TEXT PROVIDED
* Rework the entire file parsing system
prepare for future changes
* Estimate memory usage perfectly
Removes whatever issue with small models that used to exist
* Fix file stream ops on macOS
for me this compiles on Windows 11, Ubuntu 20.04, and macOS 10.14
* Fix rwkv.cpp for non-WIN32 MSVC invocations like bindgen-rs
* Implement Q8_1 quantization
...and disable the type, because GGML doesn't support the ops
required to run inference with it.
It's not worth any nasty hacks or workarounds right now, Q8_0 is
very very similar if one wants 8-bit quantization.
* Completely remove Q8_1 type
This type isn't meant to be user-facing in any way so I may as well
get rid of it now since it will probably never exist as a data
format.
* Switch from std::vector to unique array for model layers
These don't ever need to be resized
* Factor ffn.key.weight height into memory estimate
some models have this set weirdly, in various different ways.
just give up and record the actual size of it and use that
* Make a few more operations inplace
ggml doesn't currently expose most of the stuff it supports, so
force some things. not 100% sure about this, I don't think the
memory savings are that worth it
* attempt a perfect upper bound size for the scratch space
This should be the largest work_size seen in any model, since it
is always larger than any of the other paramters except vocab
(which does not participate in the graph work size).
* Revert "Make a few more operations inplace"
This reverts commit f94d6eb216040ae0ad23d2b9c87fae8349882f89.
* Make less calls to fread
micro-optimization
* Fix memory size estimation for smaller models
ggml works with some larger formats internally
* print location in all assert macros
* remove trailing whitespace
* add type_to_string entry for unknown
* Simplify quantization a bit
* fix cuBLAS compatibility
adding n_gpu_layers to rwkv_init_from_file won't work.

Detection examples
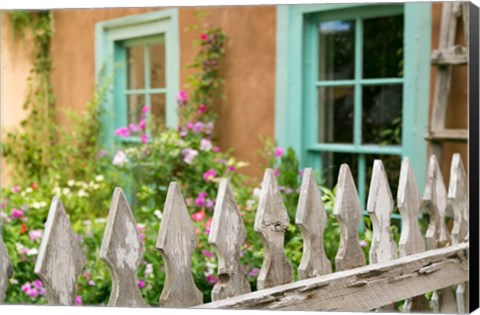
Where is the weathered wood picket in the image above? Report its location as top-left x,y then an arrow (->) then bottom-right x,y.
0,154 -> 469,313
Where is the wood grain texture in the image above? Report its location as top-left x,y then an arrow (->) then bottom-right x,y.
197,243 -> 469,312
157,182 -> 203,307
35,197 -> 85,305
253,169 -> 293,290
446,153 -> 468,244
397,158 -> 430,312
100,188 -> 147,307
333,164 -> 366,271
295,168 -> 332,280
208,179 -> 250,301
0,233 -> 13,303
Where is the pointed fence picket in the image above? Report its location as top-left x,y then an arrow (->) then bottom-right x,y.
0,155 -> 469,313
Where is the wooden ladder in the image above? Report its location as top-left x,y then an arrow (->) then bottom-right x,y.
425,2 -> 469,163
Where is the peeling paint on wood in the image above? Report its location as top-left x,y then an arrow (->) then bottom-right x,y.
208,179 -> 250,301
253,169 -> 293,289
100,188 -> 147,307
295,168 -> 332,280
333,164 -> 366,271
35,197 -> 85,305
157,182 -> 203,307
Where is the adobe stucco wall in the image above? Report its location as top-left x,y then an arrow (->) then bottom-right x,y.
1,3 -> 468,186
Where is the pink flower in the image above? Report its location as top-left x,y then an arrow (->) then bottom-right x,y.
12,209 -> 23,219
198,104 -> 207,114
205,274 -> 218,284
141,133 -> 148,144
275,147 -> 285,158
28,230 -> 42,241
128,124 -> 142,132
192,211 -> 205,221
192,121 -> 204,133
203,169 -> 217,182
177,91 -> 188,105
200,139 -> 212,151
202,249 -> 215,258
115,127 -> 130,138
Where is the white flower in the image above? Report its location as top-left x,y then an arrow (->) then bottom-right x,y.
95,175 -> 105,182
153,209 -> 163,220
200,139 -> 212,151
112,150 -> 127,166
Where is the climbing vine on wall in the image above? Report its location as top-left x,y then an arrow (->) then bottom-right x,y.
2,11 -> 55,180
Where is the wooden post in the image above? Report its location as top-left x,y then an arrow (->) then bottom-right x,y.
421,155 -> 457,313
367,160 -> 398,312
208,179 -> 250,301
100,188 -> 147,307
253,169 -> 293,290
397,158 -> 430,313
295,168 -> 332,280
333,164 -> 366,271
157,182 -> 203,307
0,233 -> 13,303
35,197 -> 85,305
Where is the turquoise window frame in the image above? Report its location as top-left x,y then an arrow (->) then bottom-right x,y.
95,9 -> 180,149
275,3 -> 431,209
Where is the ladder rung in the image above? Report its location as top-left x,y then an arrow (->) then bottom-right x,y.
431,46 -> 468,66
425,129 -> 468,142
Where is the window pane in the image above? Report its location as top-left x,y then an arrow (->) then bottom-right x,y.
127,95 -> 145,124
321,152 -> 358,189
318,20 -> 355,80
363,15 -> 403,78
151,94 -> 166,131
150,42 -> 166,88
362,84 -> 403,145
318,86 -> 354,143
365,154 -> 402,208
127,46 -> 145,90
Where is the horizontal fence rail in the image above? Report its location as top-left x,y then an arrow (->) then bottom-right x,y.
0,154 -> 468,313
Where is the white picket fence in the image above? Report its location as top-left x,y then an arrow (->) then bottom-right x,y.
0,154 -> 469,313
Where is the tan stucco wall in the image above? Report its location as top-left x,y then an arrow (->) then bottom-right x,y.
430,3 -> 468,183
1,3 -> 468,186
0,13 -> 32,185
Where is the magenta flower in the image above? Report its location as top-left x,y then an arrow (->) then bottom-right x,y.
275,147 -> 285,158
12,209 -> 23,219
28,230 -> 42,241
177,91 -> 188,105
192,121 -> 204,133
198,104 -> 207,114
140,133 -> 148,144
202,249 -> 215,258
192,211 -> 205,221
128,124 -> 142,132
115,127 -> 130,138
200,139 -> 212,151
203,169 -> 217,182
205,274 -> 218,284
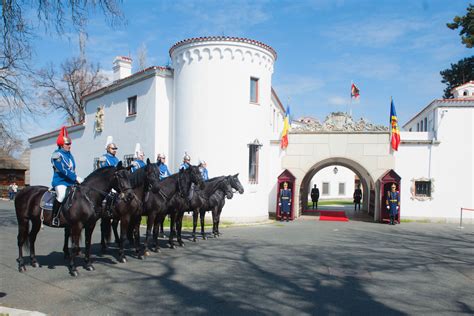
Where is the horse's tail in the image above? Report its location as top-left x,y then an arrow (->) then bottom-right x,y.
100,218 -> 112,242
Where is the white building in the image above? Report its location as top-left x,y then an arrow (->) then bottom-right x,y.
395,81 -> 474,221
29,37 -> 284,221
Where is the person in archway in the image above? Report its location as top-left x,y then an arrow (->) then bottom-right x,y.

JOB 1
According to the commit notes, why was the Q8_1 quantization type disabled right after it was implemented? Answer in one to three sentences.
JOB 2
In the commit notes, rewrite the paragraph beginning "Make a few more operations inplace" as a short bulleted list that keeps its main facts.
JOB 3
Continue the commit notes for rwkv.cpp from the point where they stop.

RESPONSE 1
It was disabled because GGML doesn't support the operations required to run inference with it. The notes add that workarounds aren't worth it right now, since Q8_0 is very similar for anyone who wants 8-bit quantization.

RESPONSE 2
- Makes a few more operations in place.
- Forces some things because ggml doesn't currently expose most of what it supports.
- The author isn't fully sure about the change and doubts the memory savings are worth it.

RESPONSE 3
add an extra function instead
* fix quantize
* quantize: don't create output file if opening input fails
* Rename gpu offload layers
might want to avoid branding it with cublas in case we add something
like clblast support in the future
* Remove old read_int32 and write_int32 functions
It's all uints now
* Remove static from things
* Only call gpu_offload_layers if gpu_layer_count > 0
* Add rwkv_ prefix to all structures
* Braces
* Functions naming convention
* Remove blank line after comment
* Capitalize comments
* Re-add quantize explanatory comment
* Re-add histogram comment
* Convert all error messages to uppercase
* Make type conversions extern
for ffi bindings from other langs
* Name the state parts
The code in rwkv_eval to initialize the state (when state_in is
NULL) was getting very confusing so I just put everything in a
struct to name it.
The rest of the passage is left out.